- AIM OF THE EXERCISE
Please copy the stretch from "Christopher Yoo on" through "six years ago." in the post on Christopher Yoo below, swapping "ISPs" for "broadband providers" everywhere it appears.

- TEXT PASSAGE

********************

October 13, 2015


Christopher Yoo on Comcast and Competition: When Antitrust Lawyers Do the Math


Christopher Yoo gave his talk, and I encourage you to watch it. As you can see from the rather extensive comment thread below, Yoo does not think that my critiques are fair, and he is more than a little bit upset that I trolled him. Nevertheless, upon review of the debate, I believe that you will find that the TL;DR is:

  • He admits that his “well established” means of quantifying broadband competition are anything but.
  • When I ask him to verify basic assertions that he made in answering my critique (eg: Netflix has historically paid ISPs for “carriage”), he dodges and claims that I don’t understand the industry.
  • He thinks that ISPs are incapable of traffic shaping that they were already doing six years ago.
  • He admits that ISP discrimination, which has recently helped ISPs to negotiate “paid peering” (a.k.a. reversing the transit relationship), does in fact destroy the “bill-and-keep” model that has historically been de facto for broadband service, and that this discrimination leads to a terminating access problem.

********************

Image location labeling entries
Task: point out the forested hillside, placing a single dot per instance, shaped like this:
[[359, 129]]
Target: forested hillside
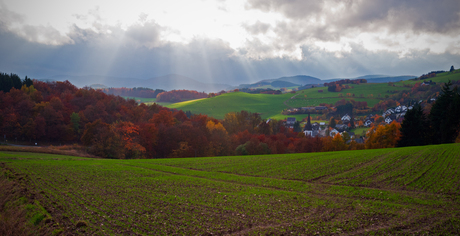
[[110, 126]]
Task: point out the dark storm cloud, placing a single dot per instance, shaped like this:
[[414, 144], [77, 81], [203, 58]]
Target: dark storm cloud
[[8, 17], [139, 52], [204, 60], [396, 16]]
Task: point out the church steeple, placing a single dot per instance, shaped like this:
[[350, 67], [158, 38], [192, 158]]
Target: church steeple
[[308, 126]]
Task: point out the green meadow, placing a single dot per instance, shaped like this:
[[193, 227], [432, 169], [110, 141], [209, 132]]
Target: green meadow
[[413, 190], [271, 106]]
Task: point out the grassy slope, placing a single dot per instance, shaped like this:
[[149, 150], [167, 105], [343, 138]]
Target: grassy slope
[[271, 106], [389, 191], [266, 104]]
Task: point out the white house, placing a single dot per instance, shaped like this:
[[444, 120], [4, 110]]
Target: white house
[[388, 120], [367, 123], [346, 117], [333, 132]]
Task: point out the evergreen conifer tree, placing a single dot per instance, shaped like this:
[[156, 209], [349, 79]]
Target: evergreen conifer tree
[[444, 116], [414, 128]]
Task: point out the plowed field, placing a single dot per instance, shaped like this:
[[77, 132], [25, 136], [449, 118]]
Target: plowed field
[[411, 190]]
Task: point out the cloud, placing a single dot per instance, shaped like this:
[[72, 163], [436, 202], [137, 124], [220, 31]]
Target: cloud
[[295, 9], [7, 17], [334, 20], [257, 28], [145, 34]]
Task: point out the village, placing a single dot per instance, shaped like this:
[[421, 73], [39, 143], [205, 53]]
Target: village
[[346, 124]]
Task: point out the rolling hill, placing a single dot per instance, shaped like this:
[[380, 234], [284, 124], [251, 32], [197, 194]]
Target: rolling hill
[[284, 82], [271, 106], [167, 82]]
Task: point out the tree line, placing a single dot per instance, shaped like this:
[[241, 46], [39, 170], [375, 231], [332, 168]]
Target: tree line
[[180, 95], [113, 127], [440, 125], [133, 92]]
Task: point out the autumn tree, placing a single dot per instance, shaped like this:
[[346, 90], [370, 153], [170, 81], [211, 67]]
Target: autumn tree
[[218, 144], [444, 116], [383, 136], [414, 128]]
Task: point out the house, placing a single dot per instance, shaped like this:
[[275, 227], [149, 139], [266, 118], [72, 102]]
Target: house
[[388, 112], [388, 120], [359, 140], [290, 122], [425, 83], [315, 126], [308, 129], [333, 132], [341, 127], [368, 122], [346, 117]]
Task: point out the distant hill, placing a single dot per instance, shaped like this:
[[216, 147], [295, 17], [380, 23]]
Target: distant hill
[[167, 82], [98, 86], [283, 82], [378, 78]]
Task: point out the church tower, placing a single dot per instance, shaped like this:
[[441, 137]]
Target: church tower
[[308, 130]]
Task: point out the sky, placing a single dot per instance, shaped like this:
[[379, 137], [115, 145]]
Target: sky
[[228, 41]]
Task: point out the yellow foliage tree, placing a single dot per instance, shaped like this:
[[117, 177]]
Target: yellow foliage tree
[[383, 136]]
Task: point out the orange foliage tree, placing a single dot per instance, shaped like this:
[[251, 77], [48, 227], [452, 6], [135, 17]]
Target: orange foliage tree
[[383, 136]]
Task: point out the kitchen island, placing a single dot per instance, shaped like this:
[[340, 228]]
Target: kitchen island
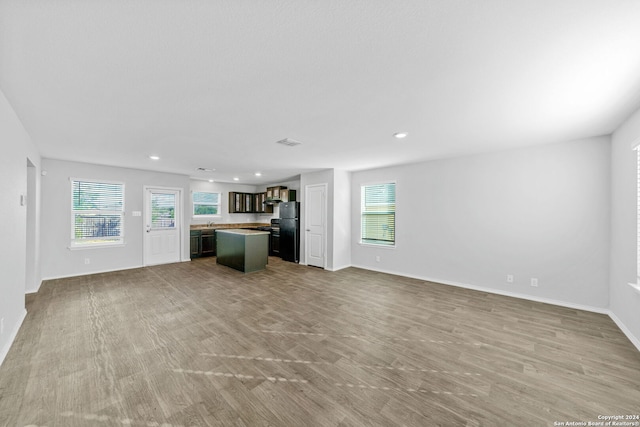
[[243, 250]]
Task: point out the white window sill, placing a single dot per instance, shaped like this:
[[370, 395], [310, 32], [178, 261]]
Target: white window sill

********************

- SOLUTION
Christopher Yoo on Comcast and Competition: When Antitrust Lawyers Do the Math


Christopher Yoo gave his talk, and I encourage you to watch it. As you can see from the rather extensive comment thread below, Yoo does not think that my critiques are fair, and he is more than a little bit upset that I trolled him. Nevertheless, upon review of the debate, I believe that you will find that the TL;DR is:

  • He admits that his “well established” means of quantifying broadband competition are anything but.
  • When I ask him to verify basic assertions that he made in answering my critique (eg: Netflix has historically paid broadband providers for “carriage”), he dodges and claims that I don’t understand the industry.
  • He thinks that broadband providers are incapable of traffic shaping that they were already doing six years ago.